* Source material
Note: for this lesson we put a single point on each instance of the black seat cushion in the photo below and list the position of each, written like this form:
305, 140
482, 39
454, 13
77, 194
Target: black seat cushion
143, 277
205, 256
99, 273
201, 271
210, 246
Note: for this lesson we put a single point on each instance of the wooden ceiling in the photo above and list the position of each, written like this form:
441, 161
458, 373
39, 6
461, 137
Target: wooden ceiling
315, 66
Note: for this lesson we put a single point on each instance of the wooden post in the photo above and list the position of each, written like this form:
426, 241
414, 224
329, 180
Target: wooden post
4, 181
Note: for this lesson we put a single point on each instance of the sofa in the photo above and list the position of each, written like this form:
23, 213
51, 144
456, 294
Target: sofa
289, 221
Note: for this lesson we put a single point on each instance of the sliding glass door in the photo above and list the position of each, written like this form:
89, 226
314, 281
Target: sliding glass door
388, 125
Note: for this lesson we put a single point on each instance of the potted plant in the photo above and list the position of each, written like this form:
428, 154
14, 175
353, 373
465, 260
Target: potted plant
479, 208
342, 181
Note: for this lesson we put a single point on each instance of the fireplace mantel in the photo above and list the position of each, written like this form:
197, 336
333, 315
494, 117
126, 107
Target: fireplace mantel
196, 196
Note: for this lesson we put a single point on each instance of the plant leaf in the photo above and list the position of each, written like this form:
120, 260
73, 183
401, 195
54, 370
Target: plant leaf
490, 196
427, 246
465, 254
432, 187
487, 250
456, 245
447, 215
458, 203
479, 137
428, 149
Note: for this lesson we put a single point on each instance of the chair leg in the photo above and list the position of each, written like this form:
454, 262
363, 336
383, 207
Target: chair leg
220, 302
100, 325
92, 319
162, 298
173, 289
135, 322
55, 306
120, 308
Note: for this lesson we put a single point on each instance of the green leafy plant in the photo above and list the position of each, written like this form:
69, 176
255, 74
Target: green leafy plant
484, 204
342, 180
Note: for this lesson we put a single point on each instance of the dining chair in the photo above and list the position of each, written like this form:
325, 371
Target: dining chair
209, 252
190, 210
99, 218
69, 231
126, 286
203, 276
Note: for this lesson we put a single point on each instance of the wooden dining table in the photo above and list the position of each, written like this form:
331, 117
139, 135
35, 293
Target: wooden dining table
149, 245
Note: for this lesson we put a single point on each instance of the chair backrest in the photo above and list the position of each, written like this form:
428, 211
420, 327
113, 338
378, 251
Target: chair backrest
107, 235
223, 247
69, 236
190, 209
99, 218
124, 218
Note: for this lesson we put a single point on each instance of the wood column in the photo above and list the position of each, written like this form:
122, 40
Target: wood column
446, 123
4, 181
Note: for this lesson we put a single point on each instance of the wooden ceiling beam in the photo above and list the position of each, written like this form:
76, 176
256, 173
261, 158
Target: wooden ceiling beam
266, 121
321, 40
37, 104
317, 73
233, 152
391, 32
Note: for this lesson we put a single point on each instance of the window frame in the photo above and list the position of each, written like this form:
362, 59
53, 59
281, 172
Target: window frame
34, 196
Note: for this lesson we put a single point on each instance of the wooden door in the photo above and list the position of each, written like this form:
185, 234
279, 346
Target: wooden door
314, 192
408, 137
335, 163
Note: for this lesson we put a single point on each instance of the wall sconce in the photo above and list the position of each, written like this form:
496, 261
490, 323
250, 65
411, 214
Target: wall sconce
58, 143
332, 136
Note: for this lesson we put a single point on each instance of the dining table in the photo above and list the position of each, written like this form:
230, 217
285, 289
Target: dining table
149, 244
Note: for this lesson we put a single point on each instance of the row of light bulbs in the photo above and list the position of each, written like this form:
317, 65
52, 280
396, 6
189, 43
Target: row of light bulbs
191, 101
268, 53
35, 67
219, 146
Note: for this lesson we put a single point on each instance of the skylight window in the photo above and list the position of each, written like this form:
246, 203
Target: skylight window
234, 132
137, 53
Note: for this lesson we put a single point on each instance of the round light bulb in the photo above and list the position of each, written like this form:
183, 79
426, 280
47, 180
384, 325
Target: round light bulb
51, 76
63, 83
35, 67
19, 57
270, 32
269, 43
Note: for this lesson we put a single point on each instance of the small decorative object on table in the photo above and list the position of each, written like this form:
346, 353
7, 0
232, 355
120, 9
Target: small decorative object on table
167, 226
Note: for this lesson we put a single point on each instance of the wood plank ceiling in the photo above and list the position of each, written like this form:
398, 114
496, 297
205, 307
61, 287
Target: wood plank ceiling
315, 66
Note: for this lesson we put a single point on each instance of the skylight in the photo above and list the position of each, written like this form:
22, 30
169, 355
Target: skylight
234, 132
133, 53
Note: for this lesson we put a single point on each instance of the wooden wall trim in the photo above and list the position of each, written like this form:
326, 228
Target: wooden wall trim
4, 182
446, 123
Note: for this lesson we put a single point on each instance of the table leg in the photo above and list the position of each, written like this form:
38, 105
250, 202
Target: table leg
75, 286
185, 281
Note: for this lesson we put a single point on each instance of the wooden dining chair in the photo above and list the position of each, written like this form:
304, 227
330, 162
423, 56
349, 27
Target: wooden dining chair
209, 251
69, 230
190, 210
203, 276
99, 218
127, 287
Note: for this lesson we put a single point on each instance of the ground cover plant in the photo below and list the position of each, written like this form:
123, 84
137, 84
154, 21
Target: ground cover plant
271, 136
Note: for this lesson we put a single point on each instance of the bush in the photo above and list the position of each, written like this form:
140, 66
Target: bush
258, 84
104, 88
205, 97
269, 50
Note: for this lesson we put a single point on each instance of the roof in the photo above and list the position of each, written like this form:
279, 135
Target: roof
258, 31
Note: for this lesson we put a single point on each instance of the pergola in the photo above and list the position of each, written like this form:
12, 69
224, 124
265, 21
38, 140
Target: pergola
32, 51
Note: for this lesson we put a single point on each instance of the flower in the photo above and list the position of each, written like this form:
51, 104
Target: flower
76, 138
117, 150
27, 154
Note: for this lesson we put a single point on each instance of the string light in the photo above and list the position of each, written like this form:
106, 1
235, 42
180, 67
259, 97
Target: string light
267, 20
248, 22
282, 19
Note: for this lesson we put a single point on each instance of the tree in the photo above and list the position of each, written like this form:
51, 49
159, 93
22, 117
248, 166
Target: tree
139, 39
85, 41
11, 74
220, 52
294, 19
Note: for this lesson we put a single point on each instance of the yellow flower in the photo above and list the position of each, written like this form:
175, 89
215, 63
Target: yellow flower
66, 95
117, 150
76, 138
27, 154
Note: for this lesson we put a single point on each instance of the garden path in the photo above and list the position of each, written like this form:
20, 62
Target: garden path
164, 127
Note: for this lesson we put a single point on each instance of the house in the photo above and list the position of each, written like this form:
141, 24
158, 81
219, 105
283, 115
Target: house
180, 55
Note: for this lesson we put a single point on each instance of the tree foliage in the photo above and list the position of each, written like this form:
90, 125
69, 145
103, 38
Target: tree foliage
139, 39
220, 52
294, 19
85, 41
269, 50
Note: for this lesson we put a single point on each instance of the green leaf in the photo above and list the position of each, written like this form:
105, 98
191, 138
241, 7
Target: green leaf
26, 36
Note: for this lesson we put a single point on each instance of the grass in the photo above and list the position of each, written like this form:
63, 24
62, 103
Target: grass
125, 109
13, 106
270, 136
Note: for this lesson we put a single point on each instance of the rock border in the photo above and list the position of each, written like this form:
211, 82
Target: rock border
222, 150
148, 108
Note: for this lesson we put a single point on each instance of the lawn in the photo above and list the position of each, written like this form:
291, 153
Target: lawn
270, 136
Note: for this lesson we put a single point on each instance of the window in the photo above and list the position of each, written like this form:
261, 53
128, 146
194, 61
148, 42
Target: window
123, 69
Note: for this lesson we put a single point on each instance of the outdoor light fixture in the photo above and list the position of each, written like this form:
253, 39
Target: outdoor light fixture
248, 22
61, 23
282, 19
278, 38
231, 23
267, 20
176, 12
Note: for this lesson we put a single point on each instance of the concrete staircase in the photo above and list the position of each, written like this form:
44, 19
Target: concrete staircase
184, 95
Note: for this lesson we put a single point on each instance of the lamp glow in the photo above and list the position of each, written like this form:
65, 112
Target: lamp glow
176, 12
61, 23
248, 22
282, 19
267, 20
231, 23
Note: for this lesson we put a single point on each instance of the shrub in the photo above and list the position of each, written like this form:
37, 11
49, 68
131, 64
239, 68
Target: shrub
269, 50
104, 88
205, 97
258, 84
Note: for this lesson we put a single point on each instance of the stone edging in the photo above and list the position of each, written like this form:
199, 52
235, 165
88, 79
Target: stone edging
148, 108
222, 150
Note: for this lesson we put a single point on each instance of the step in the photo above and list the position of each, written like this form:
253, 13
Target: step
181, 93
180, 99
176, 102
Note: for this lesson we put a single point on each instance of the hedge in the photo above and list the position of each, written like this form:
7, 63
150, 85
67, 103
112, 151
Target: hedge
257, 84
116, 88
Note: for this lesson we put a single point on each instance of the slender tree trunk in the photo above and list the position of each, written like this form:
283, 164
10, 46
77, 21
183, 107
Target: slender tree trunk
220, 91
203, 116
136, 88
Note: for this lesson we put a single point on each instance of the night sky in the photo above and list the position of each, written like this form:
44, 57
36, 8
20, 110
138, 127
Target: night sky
--
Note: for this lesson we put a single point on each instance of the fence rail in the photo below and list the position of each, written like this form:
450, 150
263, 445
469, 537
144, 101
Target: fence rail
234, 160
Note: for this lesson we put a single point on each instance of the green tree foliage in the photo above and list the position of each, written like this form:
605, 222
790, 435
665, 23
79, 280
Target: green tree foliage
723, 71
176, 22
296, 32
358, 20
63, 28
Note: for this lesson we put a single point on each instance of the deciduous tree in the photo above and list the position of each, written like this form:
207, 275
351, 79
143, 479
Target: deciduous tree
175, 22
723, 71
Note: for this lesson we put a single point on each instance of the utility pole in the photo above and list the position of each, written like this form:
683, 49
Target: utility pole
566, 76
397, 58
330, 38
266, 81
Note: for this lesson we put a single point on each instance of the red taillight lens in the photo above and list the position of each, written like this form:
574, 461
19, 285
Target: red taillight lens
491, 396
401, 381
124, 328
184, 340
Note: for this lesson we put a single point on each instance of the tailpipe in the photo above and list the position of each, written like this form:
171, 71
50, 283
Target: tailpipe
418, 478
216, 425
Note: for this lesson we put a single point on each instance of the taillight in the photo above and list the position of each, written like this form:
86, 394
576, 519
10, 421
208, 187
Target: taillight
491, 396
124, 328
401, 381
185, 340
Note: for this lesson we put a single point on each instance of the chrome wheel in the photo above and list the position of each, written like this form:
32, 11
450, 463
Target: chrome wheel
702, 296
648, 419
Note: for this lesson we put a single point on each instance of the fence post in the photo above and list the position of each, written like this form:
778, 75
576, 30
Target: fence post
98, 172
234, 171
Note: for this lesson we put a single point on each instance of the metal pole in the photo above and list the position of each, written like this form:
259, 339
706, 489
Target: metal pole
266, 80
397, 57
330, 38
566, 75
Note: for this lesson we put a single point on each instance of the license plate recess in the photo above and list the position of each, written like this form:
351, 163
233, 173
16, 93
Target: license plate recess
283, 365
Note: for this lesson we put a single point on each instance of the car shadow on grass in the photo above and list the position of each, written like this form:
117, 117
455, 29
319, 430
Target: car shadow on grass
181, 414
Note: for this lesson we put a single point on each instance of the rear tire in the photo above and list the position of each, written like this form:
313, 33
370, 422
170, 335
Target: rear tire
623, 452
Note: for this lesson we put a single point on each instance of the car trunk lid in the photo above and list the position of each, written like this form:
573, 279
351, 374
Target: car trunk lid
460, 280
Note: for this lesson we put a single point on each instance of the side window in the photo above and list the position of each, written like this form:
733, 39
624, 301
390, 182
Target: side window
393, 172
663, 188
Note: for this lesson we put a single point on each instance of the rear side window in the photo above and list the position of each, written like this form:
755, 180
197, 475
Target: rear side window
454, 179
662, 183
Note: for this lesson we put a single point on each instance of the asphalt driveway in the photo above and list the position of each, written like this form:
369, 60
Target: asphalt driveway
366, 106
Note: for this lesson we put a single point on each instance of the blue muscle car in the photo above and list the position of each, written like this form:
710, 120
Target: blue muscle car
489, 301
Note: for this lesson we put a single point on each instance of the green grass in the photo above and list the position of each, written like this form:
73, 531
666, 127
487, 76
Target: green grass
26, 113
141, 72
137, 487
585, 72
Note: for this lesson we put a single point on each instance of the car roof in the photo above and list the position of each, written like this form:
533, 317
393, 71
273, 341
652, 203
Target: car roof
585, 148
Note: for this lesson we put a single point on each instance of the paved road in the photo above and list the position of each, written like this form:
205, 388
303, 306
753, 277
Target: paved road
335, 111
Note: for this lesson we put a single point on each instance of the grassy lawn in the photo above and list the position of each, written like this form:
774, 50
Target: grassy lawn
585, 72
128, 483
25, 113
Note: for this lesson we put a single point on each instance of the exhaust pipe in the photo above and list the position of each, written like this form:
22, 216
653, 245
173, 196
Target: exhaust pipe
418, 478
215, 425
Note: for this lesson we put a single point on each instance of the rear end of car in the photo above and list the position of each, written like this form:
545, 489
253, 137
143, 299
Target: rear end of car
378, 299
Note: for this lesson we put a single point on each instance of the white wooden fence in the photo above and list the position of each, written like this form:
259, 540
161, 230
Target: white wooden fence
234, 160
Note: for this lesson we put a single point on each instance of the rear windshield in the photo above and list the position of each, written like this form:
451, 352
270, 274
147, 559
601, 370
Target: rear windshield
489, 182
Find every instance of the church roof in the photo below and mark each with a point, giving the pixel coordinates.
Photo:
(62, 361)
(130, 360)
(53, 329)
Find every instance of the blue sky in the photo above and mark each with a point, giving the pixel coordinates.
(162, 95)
--
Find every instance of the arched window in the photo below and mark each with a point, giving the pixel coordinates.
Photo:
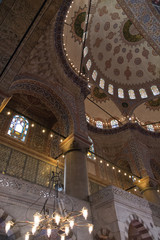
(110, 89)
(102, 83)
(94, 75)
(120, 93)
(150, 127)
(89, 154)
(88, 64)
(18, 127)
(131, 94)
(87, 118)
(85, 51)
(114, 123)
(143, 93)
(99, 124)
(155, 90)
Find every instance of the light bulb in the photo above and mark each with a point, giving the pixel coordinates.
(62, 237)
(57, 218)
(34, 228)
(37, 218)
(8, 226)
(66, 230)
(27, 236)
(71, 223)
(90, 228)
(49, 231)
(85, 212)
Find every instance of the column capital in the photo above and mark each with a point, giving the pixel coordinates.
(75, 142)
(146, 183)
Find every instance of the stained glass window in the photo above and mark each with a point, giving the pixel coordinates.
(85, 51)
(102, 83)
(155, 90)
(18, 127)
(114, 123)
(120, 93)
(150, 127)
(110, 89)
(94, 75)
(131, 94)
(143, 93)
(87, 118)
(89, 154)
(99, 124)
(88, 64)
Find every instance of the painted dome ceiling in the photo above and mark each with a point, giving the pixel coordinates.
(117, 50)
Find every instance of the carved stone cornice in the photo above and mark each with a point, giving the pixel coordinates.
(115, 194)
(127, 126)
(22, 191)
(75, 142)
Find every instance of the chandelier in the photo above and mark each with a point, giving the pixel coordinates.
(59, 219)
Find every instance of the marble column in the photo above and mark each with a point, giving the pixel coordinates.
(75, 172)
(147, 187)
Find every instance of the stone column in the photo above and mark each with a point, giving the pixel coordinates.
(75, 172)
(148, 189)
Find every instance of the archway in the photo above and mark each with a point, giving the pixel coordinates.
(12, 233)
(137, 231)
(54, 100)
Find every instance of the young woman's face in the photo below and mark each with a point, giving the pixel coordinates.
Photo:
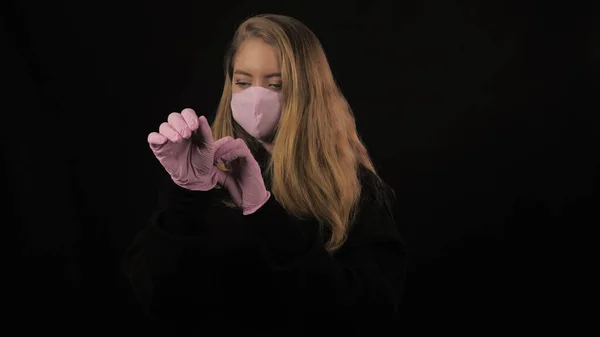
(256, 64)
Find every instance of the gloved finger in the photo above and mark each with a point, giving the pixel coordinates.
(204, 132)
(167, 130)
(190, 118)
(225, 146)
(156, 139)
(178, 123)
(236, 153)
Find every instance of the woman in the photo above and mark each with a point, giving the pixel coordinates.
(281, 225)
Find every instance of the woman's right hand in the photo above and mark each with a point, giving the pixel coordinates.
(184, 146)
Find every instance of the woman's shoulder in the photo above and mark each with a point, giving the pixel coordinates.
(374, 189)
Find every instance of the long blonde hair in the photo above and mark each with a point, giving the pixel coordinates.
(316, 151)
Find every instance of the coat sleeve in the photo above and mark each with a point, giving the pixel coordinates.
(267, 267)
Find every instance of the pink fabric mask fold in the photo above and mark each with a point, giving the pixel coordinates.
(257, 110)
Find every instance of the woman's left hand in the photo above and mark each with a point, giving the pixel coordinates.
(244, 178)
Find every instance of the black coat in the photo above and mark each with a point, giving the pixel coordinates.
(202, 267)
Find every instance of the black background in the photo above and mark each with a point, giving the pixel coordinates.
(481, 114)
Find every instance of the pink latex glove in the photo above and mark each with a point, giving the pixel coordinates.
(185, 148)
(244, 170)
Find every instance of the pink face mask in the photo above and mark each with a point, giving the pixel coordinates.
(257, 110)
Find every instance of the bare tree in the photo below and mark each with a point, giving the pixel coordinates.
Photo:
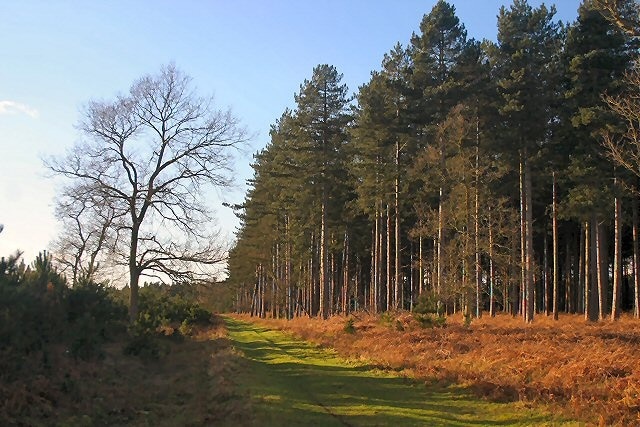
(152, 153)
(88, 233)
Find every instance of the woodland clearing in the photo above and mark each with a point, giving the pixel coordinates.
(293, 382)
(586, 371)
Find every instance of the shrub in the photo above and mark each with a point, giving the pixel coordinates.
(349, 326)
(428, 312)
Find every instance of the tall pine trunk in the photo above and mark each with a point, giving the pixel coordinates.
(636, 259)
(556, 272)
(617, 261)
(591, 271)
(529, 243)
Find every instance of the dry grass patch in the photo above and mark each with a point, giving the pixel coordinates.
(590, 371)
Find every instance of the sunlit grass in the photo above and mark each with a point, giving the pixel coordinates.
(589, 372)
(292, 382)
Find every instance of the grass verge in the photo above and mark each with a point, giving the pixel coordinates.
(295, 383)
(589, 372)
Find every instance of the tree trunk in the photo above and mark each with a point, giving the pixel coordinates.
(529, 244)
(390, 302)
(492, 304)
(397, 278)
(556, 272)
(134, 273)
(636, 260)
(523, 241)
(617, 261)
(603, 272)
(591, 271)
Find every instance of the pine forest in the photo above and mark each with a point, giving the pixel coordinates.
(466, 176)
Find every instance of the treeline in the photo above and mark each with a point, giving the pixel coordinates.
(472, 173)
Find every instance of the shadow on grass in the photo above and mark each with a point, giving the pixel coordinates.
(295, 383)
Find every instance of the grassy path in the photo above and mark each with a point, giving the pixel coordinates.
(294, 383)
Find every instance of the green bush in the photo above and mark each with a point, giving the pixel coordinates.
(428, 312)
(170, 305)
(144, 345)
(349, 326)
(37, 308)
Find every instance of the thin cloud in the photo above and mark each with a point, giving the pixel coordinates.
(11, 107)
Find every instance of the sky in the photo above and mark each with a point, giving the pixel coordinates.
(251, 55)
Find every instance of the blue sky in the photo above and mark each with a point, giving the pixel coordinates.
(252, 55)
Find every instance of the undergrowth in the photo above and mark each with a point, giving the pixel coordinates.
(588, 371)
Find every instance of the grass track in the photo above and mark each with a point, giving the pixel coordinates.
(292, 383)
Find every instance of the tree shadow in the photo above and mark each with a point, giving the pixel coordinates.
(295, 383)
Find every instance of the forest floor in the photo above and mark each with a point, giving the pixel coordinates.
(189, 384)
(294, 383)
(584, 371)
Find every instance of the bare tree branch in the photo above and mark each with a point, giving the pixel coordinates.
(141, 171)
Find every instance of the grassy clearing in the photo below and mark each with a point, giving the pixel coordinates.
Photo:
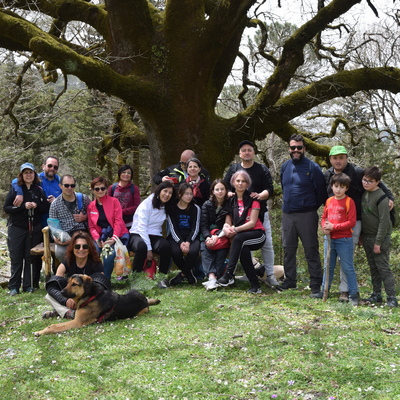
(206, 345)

* About this task
From the listing, copy every line where the string "night" appears.

* Task result
Note: for this lesson we put a single point on each instance of the night sky in the photo above and list the position of each, written like this form:
Target: night sky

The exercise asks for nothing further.